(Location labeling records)
>>

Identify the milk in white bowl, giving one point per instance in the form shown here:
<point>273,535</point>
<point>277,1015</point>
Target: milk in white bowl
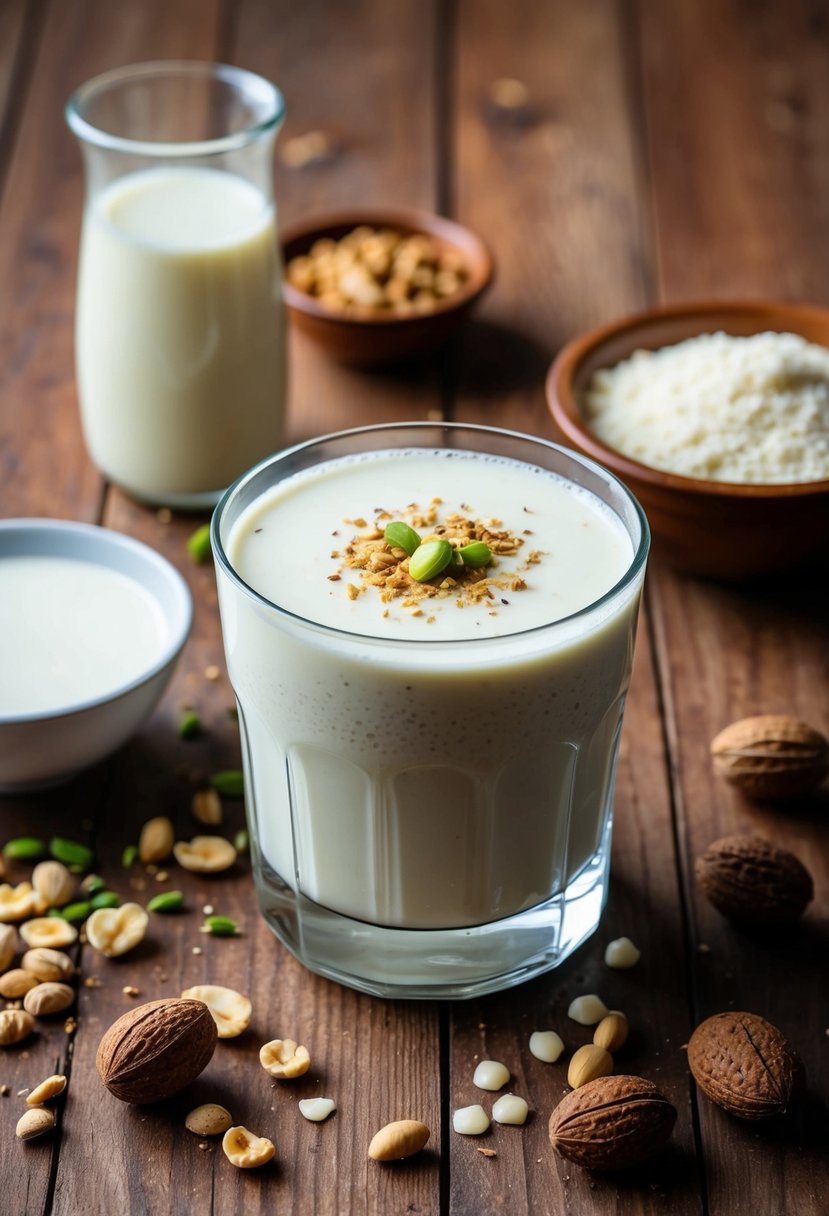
<point>180,344</point>
<point>429,773</point>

<<

*Your goal:*
Reproduce every one of the lines above word for word, leaving out the pictures.

*Solution to this exercise:*
Identify the milk in white bowl, giving one point per instance in the form shown here:
<point>273,535</point>
<point>277,1015</point>
Target: milk in white bowl
<point>180,344</point>
<point>429,773</point>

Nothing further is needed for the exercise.